# CONSIGNE A
Recopiez à l'identique les enregistrements, de leur début jusqu'à la ligne contenant "positive clicks: (831, 1229)", celle-ci incluse. Laissez les images de côté dans votre réponse.

#### TEXTE DE LA PAGE

L’excitation atteint son paroxysme avec l’entrée d’un énorme waraji (sandale de paille) pesant 350 kilos. La sandale défile dans les rues, portée par les hommes les plus forts de l’île. À l’apparition de la sandale géante, les jeunes femmes commencent à paniquer - et pour cause ! Toute femme célibataire peut être attrapée et projetée sur le dessus de la sandale, avant d’être soumise à de violents chocs pendant que le cortège avance dans les rues...
J’ai vu une femme capturée juste devant mes yeux. Le regard inquiet sur son visage lorsqu’elle tentait de s’échapper, et son désespoir quand elle a finalement été rattrapée, suggèrent que cette partie des festivités n’est pas universellement populaire. La vue de la chaussure géante rebondissant lentement dans les rues, transportant une femme après l’autre, résume à elle seule cette impression d’être dans un autre monde, qui fait d’un festival insulaire comme celui-ci une expérience si inhabituelle et inoubliable. Cependant, ces scènes, qui se déroulent ici chaque année depuis des siècles, sont devenues des coutumes séculaires dignes de respect et suscitant parfois la crainte. Le festival est effréné, fort en émotions. Certains visages sont souriants, d’autres hurlants.

########
#### ENREGISTREMENTS À TRAITER

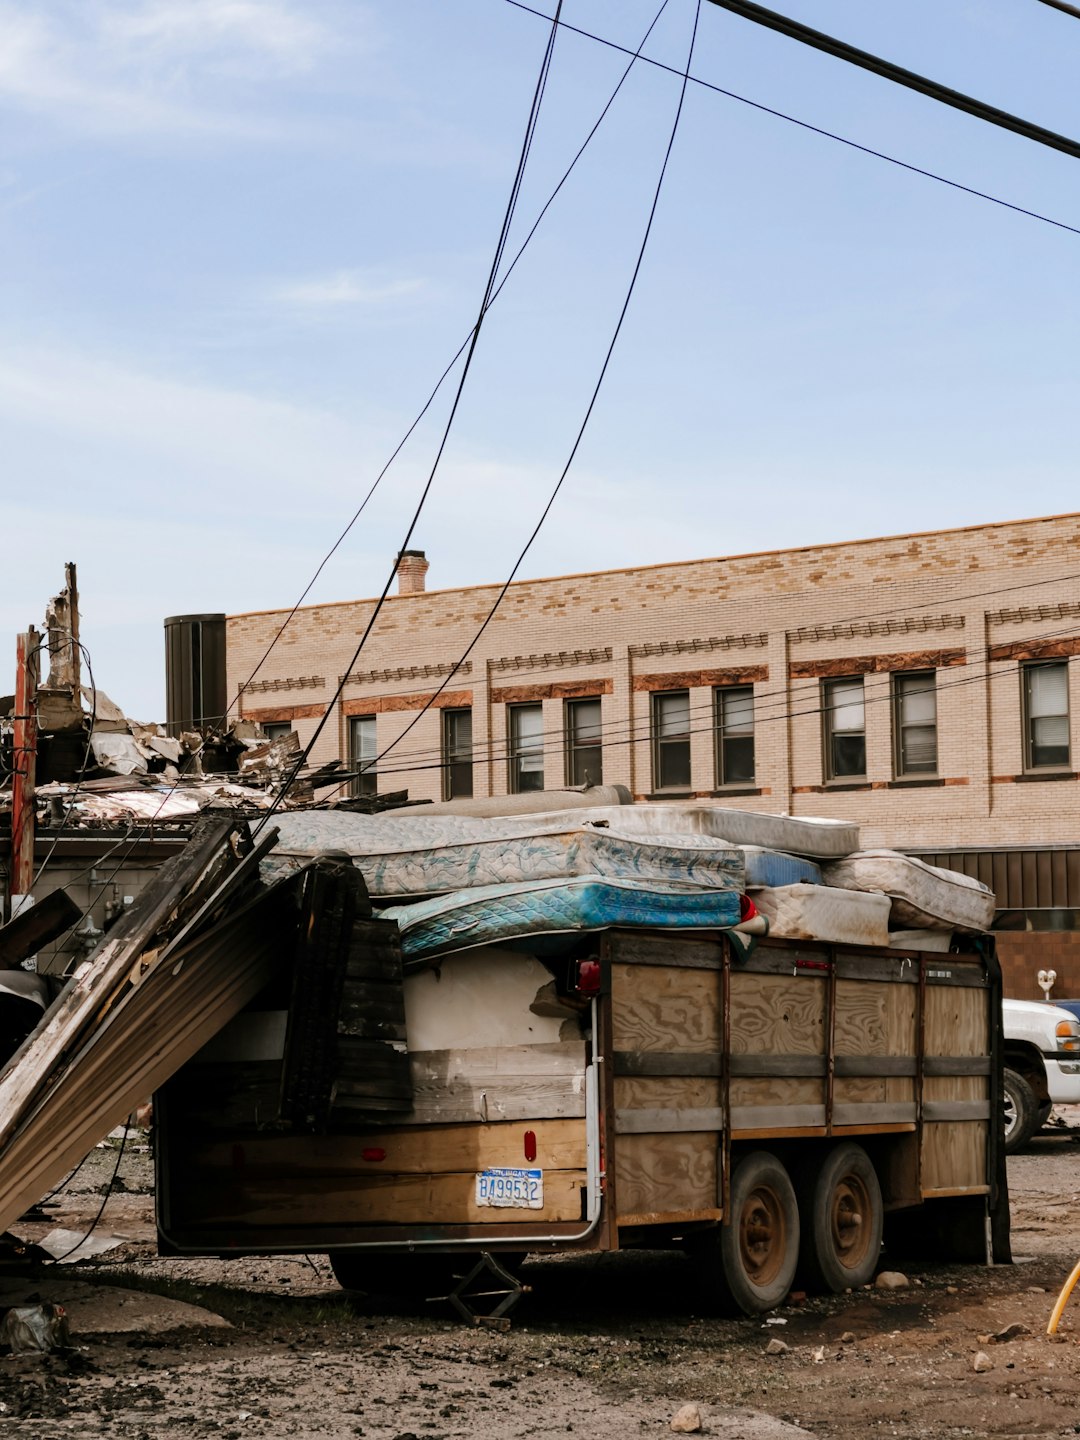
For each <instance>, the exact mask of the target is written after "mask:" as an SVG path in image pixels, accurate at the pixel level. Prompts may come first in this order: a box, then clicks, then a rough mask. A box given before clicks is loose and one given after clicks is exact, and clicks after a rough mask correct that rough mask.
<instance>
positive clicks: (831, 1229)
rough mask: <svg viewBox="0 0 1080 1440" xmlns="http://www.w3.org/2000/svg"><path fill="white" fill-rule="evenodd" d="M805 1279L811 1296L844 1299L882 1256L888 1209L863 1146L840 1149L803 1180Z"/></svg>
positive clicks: (803, 1205) (870, 1277) (801, 1266)
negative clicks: (836, 1295) (842, 1295)
mask: <svg viewBox="0 0 1080 1440" xmlns="http://www.w3.org/2000/svg"><path fill="white" fill-rule="evenodd" d="M798 1191H799V1218H801V1221H802V1230H801V1236H802V1238H801V1243H799V1276H801V1277H802V1280H804V1282H805V1284H806V1289H808V1290H825V1292H831V1293H832V1295H842V1293H844V1290H854V1289H857V1287H858V1286H861V1284H865V1283H867V1282H868V1280H870V1279H871V1277H873V1274H874V1270H876V1269H877V1261H878V1257H880V1254H881V1231H883V1228H884V1205H883V1204H881V1187H880V1185H878V1181H877V1171H876V1169H874V1165H873V1161H871V1159H870V1156H868V1155H867V1152H865V1151H864V1149H863V1146H861V1145H855V1143H854V1142H850V1140H848V1142H844V1143H842V1145H837V1146H834V1148H832V1149H831V1151H829V1152H828V1153H827V1155H825V1158H824V1159H822V1161H821V1164H811V1165H808V1166H806V1169H805V1171H804V1174H802V1176H801V1182H799V1187H798Z"/></svg>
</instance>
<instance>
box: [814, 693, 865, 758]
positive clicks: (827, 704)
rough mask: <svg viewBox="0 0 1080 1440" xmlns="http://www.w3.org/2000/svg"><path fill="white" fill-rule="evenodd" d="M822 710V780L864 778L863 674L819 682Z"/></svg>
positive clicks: (864, 747)
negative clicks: (850, 676) (824, 758)
mask: <svg viewBox="0 0 1080 1440" xmlns="http://www.w3.org/2000/svg"><path fill="white" fill-rule="evenodd" d="M821 711H822V720H824V730H825V779H827V780H864V779H865V775H867V721H865V706H864V703H863V677H861V675H855V677H845V678H844V680H825V681H822V687H821Z"/></svg>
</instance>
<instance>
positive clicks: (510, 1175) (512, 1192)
mask: <svg viewBox="0 0 1080 1440" xmlns="http://www.w3.org/2000/svg"><path fill="white" fill-rule="evenodd" d="M477 1204H478V1205H503V1207H513V1208H514V1210H543V1208H544V1172H543V1171H526V1169H485V1171H481V1172H480V1174H478V1175H477Z"/></svg>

########

# CONSIGNE B
Dans le texte sur le festival, résumez sous forme de liste le paragraphe qui commence par « J’ai vu une femme capturée », en gardant ses faits principaux.

# ZONE DE RÉPONSE A
For each <instance>, the exact mask of the target is written after "mask:" as an SVG path in image pixels, accurate at the pixel level. Prompts may come first in this order: a box, then clicks, then a rough mask. A box given before clicks is loose and one given after clicks is exact, and clicks after a rough mask correct that rough mask.
<instance>
positive clicks: (831, 1229)

# ZONE DE RÉPONSE B
- Une femme est capturée juste devant les yeux de la personne qui raconte.
- Son regard inquiet pendant sa tentative de fuite, puis son désespoir une fois rattrapée, suggèrent que cette partie des festivités ne plaît pas à tout le monde.
- La chaussure géante rebondit lentement dans les rues en transportant une femme après l’autre. Cette vue résume l’impression d’être dans un autre monde, qui rend ce festival insulaire inhabituel et inoubliable.
- Ces scènes se répètent chaque année depuis des siècles. Elles sont devenues des coutumes séculaires dignes de respect, qui suscitent parfois la crainte.
- Le festival est effréné et chargé d’émotions : certains visages sourient, d’autres hurlent.